- [DATA SECTION]
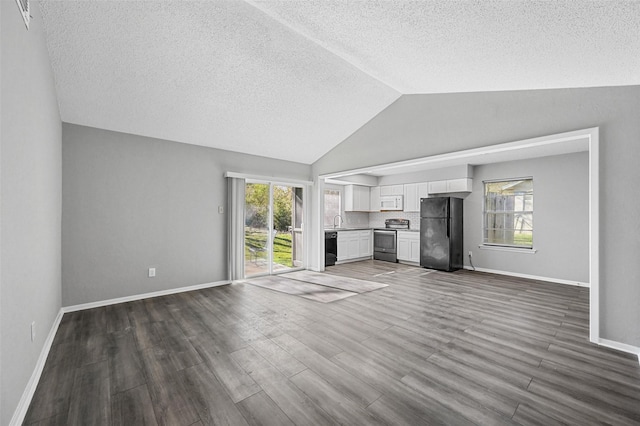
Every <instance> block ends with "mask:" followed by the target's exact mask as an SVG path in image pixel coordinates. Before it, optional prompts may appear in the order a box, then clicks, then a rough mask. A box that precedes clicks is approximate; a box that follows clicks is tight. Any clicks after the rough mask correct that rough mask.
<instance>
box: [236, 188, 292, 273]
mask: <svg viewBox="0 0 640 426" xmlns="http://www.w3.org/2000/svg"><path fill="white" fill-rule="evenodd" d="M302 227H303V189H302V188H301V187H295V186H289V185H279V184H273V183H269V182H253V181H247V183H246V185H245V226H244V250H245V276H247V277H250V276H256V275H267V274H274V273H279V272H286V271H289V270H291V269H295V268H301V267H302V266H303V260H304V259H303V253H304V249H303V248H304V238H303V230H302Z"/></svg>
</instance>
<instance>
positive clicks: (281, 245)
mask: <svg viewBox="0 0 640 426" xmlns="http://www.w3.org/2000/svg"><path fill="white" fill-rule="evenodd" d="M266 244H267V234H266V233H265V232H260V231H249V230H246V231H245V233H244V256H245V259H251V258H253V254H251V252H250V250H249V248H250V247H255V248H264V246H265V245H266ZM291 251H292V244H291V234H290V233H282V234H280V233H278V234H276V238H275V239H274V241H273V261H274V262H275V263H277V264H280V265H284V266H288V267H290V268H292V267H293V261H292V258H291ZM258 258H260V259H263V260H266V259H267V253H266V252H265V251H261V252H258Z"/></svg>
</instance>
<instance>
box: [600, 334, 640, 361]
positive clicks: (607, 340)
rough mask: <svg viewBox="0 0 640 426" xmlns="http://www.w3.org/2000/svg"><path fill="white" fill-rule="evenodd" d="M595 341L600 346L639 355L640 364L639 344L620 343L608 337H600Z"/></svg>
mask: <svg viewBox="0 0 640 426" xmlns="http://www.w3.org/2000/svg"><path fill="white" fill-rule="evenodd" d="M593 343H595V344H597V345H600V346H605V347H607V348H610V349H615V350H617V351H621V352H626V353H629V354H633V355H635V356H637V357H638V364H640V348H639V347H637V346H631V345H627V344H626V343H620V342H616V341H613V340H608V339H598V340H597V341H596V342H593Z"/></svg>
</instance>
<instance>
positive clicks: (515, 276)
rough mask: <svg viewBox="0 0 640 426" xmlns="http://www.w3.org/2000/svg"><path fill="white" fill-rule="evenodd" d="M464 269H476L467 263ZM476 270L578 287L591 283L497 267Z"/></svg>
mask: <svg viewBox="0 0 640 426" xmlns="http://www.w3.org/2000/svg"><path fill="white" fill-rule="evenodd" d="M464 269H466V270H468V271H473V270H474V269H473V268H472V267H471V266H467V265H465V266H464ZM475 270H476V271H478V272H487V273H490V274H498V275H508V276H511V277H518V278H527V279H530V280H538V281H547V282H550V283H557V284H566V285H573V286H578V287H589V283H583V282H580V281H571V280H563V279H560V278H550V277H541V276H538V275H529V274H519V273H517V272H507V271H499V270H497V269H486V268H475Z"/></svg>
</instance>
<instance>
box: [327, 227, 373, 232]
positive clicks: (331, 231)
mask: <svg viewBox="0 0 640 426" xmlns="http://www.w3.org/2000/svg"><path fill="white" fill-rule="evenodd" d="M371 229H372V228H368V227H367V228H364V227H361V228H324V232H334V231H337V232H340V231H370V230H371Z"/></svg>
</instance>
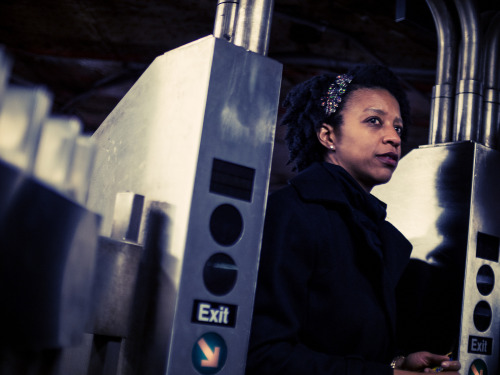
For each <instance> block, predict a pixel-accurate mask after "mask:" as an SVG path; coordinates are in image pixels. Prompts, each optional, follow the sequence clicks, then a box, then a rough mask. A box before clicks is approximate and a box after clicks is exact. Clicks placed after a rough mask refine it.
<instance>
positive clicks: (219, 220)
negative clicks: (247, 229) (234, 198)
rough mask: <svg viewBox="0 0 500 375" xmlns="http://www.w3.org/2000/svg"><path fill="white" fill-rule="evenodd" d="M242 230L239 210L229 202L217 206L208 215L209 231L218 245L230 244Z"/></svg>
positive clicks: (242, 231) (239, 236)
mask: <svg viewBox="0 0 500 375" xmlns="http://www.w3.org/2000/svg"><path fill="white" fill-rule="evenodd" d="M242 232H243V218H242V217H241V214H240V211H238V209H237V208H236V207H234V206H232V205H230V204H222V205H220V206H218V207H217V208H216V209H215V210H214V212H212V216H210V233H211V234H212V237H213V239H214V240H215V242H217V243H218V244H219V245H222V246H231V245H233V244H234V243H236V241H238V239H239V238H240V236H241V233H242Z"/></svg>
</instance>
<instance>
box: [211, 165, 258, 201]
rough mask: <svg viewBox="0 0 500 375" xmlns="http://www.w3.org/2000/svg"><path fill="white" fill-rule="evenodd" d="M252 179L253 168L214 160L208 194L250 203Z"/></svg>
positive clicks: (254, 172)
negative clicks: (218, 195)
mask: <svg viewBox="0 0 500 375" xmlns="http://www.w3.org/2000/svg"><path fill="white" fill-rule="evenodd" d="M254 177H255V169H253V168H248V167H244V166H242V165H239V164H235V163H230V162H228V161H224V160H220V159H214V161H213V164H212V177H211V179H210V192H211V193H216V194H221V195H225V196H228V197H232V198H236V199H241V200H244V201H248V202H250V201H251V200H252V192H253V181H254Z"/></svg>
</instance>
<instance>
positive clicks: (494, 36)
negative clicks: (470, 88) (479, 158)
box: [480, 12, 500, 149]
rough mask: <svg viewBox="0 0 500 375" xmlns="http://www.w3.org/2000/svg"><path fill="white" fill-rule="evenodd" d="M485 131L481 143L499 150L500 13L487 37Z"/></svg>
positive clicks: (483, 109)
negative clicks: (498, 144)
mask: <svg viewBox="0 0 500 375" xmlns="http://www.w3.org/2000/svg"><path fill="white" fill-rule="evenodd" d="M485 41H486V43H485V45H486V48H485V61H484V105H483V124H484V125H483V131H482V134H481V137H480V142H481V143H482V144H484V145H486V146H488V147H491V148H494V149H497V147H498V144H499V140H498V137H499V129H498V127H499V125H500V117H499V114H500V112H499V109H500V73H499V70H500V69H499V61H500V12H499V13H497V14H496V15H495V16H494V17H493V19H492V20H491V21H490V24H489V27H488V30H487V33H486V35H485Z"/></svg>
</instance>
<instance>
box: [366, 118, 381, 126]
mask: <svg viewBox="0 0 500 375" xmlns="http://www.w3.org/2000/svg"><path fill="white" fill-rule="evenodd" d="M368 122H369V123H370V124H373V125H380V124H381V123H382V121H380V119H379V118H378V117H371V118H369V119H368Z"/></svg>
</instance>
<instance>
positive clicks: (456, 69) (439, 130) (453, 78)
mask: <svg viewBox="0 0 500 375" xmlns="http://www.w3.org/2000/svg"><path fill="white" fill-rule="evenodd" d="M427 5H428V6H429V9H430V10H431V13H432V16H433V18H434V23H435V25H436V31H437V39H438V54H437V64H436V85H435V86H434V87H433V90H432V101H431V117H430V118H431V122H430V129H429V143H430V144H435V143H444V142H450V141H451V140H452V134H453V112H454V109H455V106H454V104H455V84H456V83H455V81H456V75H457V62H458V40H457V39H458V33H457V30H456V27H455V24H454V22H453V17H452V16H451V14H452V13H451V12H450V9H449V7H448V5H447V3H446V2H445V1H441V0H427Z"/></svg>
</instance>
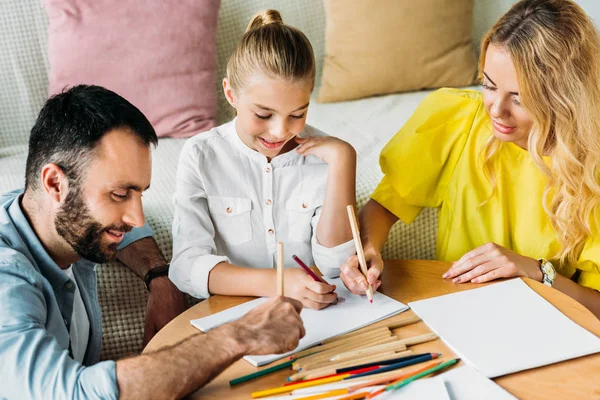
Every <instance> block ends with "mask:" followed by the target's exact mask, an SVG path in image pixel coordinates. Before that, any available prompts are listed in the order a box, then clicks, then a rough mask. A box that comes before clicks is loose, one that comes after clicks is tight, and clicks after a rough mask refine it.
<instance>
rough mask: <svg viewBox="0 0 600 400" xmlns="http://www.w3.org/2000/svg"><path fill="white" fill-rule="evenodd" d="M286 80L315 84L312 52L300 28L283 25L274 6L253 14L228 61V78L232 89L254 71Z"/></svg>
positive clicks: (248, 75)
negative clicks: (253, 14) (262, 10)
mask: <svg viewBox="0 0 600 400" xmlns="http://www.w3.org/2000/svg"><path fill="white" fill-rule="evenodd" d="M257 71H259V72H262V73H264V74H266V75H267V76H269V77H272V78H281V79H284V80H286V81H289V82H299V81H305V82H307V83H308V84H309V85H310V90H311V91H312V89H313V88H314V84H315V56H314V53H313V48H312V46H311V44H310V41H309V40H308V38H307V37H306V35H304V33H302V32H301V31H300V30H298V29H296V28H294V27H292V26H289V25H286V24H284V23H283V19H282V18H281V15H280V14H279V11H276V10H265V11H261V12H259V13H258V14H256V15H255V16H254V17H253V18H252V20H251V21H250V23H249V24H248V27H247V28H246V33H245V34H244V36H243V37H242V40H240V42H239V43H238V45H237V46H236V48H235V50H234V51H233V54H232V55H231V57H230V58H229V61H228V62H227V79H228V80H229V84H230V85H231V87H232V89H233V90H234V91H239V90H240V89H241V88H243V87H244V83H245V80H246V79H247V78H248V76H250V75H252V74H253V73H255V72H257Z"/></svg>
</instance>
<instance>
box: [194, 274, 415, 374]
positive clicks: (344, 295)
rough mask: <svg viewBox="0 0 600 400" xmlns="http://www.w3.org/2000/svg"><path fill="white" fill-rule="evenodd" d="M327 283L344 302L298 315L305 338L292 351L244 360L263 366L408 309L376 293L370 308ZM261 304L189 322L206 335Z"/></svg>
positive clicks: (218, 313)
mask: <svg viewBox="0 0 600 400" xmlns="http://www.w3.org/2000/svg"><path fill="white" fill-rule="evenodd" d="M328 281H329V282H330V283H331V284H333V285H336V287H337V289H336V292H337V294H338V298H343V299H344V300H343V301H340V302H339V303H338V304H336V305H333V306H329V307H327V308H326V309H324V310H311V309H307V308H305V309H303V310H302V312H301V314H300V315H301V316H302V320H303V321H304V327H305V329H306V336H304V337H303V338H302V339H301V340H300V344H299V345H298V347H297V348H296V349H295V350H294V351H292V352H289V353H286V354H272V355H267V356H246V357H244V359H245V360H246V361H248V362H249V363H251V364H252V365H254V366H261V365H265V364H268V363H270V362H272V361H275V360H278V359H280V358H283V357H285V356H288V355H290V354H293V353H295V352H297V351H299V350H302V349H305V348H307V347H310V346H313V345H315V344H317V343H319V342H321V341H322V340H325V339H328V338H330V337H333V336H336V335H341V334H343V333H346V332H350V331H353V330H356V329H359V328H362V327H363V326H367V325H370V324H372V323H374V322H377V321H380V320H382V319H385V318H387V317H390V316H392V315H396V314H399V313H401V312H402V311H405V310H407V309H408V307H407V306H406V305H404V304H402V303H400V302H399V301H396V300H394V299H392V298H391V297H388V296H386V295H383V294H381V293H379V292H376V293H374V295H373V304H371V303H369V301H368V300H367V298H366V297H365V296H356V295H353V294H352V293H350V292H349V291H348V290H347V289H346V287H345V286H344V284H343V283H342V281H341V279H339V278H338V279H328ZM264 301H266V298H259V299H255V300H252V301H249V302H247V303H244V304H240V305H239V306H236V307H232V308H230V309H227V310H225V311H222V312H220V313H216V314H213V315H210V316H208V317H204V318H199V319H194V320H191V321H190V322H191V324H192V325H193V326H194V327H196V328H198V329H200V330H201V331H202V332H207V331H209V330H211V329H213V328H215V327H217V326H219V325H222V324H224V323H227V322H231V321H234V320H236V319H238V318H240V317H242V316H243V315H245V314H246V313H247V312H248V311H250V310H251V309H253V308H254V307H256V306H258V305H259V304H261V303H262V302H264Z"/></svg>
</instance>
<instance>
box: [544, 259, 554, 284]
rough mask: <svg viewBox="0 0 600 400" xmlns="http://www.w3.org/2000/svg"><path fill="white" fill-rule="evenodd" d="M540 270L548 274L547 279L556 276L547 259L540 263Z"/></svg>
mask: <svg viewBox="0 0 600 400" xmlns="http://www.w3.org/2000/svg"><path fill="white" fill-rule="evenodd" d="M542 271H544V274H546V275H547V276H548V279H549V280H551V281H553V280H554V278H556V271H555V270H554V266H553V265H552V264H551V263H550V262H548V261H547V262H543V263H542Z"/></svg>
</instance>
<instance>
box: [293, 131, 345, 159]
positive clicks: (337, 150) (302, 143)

- [BRIEF] Lines holding the word "optional" in the entries above are the ones to pull out. Copy them all.

- [TASK ANSWER]
Every <instance> block ends with "mask:" followed by the target's exact mask as an SVG path in image pixel coordinates. Before it, optional prompts may appear in the order a box, then clicks, then a rough mask. A box that precedes clicks is approximate; a box that follows clicks is tight. Any clicks after the rough mask correct that rough mask.
For each <instance> block, predict a pixel-accurate mask after "mask:" as an SVG path; coordinates are in image pixels. Prompts, each optional, follow the sequence clicks, then a box, then a rough mask. A box before clicks is approximate and a box after clicks is exact. Clicks placed after a rough mask refine it.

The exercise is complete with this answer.